_TEXT TO READ_:
┄┄┄┄┄┄
Thanks John. And the next question again for John, in your prepared remarks, you had indicated that truckload rates to customers increased 3.5% year-over-year while costs were up 5% year-over-year, how did these two measures trend in January? What percentage of CHRW book of business is currently operating under contractual agreements? When do these contracts predominantly end?

John Wiehoff

Operator

As I mentioned earlier that in January, the sort of preliminary estimates were more around pricing up – customer pricing up 5%, cost up 7%. And remember in our business, since we are working with predominantly meeting with small carriers who like a very fluid pricing arrangement that the vast majority of our truckload capacity is sourced on a fluid or spot market type basis, where the percentage of the freight that works with the customers is much more committed. Again, the definitions vary in each account, the definition of commitment and how long that last varies by each account. Most all of the contracts have 30-day notification periods, where as Chad mentioned earlier, we can propose different pricing, but then it all comes down to the load acceptance and the volumes on how each shipper and carrier in the marketplace are balancing the changing market conditions. So as I mentioned earlier, we revisit pricing daily. It is an hourly topic around here, around monitoring where we have margin issues, where we have losses and the pricing adjustment that it takes to correct those and it is thousands of unique relationships and account managers to figure out what is the right technique and timing in terms of adjusting those margins.
┄┄┄┄┄┄
_INFORMATION SHOWN_:

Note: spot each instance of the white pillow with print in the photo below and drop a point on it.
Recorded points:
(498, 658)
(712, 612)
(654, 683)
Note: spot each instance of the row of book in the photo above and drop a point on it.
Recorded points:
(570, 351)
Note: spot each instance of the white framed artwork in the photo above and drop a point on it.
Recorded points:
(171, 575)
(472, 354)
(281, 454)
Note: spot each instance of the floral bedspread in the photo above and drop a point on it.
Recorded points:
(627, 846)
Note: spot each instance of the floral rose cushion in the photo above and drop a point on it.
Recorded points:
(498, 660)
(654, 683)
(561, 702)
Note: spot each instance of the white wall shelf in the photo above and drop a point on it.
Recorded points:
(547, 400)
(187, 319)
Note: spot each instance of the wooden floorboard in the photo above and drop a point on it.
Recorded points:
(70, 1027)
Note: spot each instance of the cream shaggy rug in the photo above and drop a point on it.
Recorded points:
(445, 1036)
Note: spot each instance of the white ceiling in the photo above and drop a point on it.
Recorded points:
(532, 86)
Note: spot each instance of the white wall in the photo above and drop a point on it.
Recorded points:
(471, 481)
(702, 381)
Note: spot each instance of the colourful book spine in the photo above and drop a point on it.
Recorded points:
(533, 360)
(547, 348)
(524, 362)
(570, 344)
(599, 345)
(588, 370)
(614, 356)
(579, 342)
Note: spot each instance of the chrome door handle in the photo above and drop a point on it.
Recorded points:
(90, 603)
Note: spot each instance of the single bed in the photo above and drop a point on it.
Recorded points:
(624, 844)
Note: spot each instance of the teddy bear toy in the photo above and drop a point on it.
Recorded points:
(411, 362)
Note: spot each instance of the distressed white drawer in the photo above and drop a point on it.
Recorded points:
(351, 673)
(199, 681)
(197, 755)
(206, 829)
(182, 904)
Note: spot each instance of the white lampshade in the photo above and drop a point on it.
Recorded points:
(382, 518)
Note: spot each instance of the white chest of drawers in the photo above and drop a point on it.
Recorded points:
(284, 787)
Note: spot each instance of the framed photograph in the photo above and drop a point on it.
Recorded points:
┄┄┄┄┄┄
_SET EXERCISE 1_:
Summarize the transcript in two sentences.
_SET EXERCISE 2_:
Using the transcript, decide whether each statement agrees with it. Answer yes or no for each, and quote the words that decide it.
(a) Preliminary estimates for January put customer pricing up 5% and cost up 7%.
(b) Most of the contracts have 90-day notification periods.
(c) Pricing is revisited on a monthly basis.
_SET EXERCISE 3_:
Reproduce the transcript word for word from "Thanks John. And" up to and including "contracts predominantly end?".

_EXERCISE RESPONSE 1_:
Preliminary January estimates had customer pricing up 5% and costs up 7%. Most truckload capacity is sourced from small carriers on a fluid or spot basis, while customer freight is more committed under contracts that mostly carry 30-day notification periods and pricing that is revisited daily.

_EXERCISE RESPONSE 2_:
(a) Yes: "customer pricing up 5%, cost up 7%"
(b) No: "Most all of the contracts have 30-day notification periods"
(c) No: "we revisit pricing daily"

_EXERCISE RESPONSE 3_:
Thanks John. And the next question again for John, in your prepared remarks, you had indicated that truckload rates to customers increased 3.5% year-over-year while costs were up 5% year-over-year, how did these two measures trend in January? What percentage of CHRW book of business is currently operating under contractual agreements? When do these contracts predominantly end?